• Source document:
=== Section Start ===
- VLDB Endowment
Answering Web Questions Using Structured Data – Dream or Reality?
Fernando Pereira (Google), Anand Rajaraman (Kosmix Inc), Sunita Sarawagi (IIT Bombay), William Tunstall-Pedoe (True Knowledge), Gerhard Weikum (MPI Saarbruken)
Moderator: Alon Halevy (Google)
Abstract. The question of which role structured data can play in Web search has been raised from the early days of the Web. On the one hand, structured data can be used to answer factual queries. On the other, large amounts of structured data can be used to better organize web-content and therefore to improve search on a wide range of queries. While the Information-Retrieval approach to web search has been the clear winner to date, in recent years there has been renewed activity in trying to leverage structured data in web search. The efforts encompassed both research and commercial products. Perhaps the key aspects of these new efforts is that they consider breadth of structured data, rather than individual verticals. This panel discussion will consider some of the fundamental questions regarding the role of structured data in search and will examine the significance of recent advances. In particular, some of the questions we will consider are the following:
- Is structured data at all even necessary or relevant in the context of web search? Search engines have thus far fared admirably well without doing much in the way if structured data. If so, why is it relevant now when it hasn't been relevant to date?
=== Section End ===
• Problem statement: Condense the paragraph in the panel description above that begins "Abstract. The question of which role" into a short list of its main points.

• Material provided:
=== Section Start ===
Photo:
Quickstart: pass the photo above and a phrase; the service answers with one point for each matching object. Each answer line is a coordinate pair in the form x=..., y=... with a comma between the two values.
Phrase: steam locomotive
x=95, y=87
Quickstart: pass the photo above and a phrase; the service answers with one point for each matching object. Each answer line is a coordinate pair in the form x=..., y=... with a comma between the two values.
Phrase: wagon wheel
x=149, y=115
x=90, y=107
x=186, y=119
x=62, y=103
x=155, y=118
=== Section End ===
• Exercise solution:
- The role of structured data in Web search has been in question since the Web's early days.
- Structured data can answer factual queries, and large amounts of it can help organize web content and improve search on a wide range of queries.
- The Information-Retrieval approach has been the clear winner so far, but recent years have brought renewed research and commercial efforts to use structured data in web search.
- A key aspect of these efforts may be that they cover a breadth of structured data rather than individual verticals.
- The panel will consider fundamental questions about structured data's role in search and examine the significance of recent advances.